→ **Set exercise**: Select each line of the data that contains the word "appear" and copy those lines out.

→ **Boundary annotation data**:
▼▼▼
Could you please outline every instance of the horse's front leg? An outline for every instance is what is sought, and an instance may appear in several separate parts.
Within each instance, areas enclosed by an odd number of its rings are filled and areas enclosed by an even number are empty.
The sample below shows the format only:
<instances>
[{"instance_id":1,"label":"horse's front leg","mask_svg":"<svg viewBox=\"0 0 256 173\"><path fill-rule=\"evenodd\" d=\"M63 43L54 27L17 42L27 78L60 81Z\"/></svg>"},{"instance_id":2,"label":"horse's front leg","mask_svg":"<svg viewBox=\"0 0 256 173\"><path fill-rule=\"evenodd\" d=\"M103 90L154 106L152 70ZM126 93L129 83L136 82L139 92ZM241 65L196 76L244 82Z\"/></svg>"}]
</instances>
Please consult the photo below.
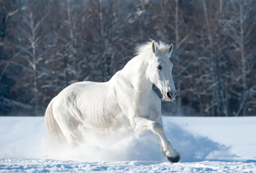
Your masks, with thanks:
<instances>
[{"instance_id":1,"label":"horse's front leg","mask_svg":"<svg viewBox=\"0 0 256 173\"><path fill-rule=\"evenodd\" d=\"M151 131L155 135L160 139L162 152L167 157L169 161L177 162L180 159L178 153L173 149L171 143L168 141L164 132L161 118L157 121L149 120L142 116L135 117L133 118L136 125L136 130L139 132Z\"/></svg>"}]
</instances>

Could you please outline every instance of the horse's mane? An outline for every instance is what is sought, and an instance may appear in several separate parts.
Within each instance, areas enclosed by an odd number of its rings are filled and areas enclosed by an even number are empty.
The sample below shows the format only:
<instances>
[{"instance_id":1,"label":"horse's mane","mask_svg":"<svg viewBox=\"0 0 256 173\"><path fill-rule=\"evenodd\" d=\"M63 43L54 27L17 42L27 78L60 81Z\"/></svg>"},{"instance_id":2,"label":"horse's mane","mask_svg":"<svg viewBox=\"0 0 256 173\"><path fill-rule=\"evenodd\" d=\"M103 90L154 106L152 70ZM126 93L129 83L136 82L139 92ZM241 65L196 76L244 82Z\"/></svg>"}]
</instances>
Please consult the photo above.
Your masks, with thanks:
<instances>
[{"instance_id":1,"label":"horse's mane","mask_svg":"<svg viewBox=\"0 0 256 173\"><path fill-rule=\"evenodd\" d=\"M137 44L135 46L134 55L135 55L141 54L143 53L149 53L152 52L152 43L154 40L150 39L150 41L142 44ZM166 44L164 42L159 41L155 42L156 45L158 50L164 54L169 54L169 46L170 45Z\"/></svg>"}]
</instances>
▲▲▲
▼▼▼
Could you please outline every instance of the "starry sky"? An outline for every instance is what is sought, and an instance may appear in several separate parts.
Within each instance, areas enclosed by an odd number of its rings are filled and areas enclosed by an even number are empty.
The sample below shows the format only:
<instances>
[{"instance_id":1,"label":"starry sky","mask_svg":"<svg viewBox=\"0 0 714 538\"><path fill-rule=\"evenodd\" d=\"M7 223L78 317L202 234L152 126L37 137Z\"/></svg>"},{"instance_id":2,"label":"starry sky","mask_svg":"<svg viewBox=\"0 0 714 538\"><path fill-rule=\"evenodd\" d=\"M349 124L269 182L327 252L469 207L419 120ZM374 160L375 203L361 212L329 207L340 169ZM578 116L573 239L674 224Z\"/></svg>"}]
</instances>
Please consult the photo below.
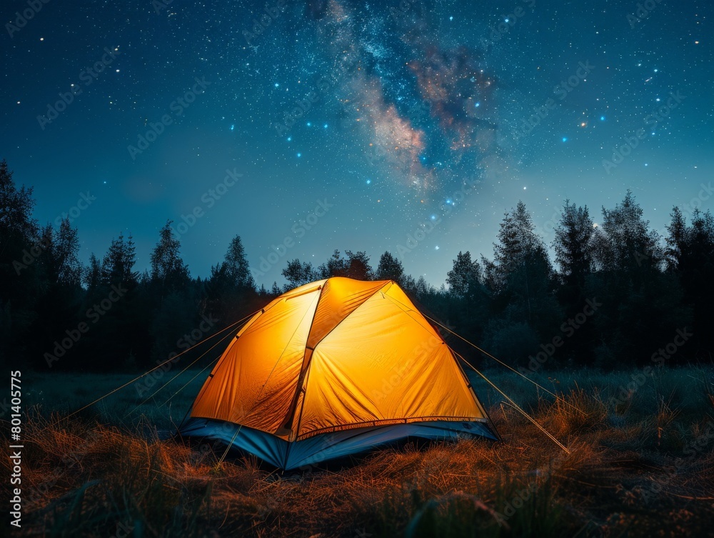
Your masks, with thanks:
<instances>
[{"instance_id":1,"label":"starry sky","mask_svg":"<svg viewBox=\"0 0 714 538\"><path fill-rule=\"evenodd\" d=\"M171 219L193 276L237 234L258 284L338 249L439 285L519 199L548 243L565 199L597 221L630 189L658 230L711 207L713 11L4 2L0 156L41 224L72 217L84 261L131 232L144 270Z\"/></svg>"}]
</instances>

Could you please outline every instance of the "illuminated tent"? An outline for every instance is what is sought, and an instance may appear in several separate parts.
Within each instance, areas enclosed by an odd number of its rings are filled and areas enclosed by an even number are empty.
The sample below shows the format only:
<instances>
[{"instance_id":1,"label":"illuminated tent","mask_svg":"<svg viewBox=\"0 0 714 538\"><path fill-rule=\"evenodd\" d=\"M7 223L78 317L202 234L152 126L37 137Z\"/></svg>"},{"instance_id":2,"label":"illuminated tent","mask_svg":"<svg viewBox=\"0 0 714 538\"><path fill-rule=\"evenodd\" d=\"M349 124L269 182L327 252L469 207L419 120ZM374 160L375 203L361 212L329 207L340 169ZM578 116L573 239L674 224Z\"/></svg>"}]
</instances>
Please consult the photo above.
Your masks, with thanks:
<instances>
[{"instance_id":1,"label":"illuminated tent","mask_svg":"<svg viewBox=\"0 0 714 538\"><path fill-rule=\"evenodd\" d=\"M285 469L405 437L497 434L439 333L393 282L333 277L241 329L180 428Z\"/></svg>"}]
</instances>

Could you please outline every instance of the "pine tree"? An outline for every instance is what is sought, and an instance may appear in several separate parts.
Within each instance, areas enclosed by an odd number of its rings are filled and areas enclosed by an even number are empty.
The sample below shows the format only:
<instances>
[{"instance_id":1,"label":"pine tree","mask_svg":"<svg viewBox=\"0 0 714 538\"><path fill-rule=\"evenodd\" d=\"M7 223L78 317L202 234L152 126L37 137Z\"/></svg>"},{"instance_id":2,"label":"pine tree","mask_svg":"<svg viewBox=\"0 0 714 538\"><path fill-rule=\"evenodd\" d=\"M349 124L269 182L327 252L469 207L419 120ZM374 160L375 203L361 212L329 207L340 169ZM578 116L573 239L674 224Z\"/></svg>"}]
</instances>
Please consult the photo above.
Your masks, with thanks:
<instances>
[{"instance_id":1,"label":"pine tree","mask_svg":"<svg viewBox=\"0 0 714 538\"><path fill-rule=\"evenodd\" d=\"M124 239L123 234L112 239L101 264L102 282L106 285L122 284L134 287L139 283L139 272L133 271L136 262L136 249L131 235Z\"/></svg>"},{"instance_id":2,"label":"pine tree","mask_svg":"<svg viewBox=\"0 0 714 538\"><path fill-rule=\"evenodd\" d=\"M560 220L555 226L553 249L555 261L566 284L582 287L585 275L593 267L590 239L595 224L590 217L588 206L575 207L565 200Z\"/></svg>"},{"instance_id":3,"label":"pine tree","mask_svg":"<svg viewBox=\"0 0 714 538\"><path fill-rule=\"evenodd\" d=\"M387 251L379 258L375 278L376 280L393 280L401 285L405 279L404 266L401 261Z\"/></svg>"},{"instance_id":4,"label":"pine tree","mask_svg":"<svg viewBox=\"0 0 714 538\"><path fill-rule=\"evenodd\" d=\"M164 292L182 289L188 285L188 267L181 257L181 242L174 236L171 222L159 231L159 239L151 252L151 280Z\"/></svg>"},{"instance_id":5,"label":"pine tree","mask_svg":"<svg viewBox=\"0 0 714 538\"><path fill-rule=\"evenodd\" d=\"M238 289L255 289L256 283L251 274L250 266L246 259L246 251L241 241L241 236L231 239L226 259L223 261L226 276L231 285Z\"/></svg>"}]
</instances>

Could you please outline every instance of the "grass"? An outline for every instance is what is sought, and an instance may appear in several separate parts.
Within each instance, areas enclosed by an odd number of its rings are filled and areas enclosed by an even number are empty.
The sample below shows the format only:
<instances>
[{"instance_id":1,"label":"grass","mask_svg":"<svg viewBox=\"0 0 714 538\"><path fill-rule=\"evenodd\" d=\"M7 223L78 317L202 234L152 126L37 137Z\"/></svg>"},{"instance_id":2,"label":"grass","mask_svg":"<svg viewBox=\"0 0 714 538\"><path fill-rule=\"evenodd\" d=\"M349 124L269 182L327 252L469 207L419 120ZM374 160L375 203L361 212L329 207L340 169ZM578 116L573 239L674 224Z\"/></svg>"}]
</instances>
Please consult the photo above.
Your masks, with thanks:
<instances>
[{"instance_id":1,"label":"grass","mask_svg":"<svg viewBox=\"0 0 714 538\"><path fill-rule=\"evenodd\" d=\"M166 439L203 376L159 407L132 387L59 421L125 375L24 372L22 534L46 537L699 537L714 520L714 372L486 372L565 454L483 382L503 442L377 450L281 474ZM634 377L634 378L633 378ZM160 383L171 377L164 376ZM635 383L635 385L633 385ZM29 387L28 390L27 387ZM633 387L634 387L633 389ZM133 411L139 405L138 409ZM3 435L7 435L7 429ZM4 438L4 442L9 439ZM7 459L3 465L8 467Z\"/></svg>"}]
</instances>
▲▲▲
→ **Solution for this problem**:
Could you please outline every instance of the horse's front leg? An outline for every instance is what is sought, and an instance may appear in several separate parts.
Could you please outline every instance of the horse's mane? An outline for every instance is what is sought, and an instance may appear in several separate parts.
Could you please outline every instance of the "starry sky"? An outline for every instance is what is sought, and an instance may appear in several separate parts.
Could you please outline every instance of the "illuminated tent"? An outline for every instance is what is sought, and an instance may appear in several separate parts.
Could you please outline every instance of the "pine tree"? An outline for every instance is what is sought, and an instance may appear in several separate parts.
Could you please outline every instance of the "grass"? An outline for every instance is what is sought, and an instance may appear in several separate parts.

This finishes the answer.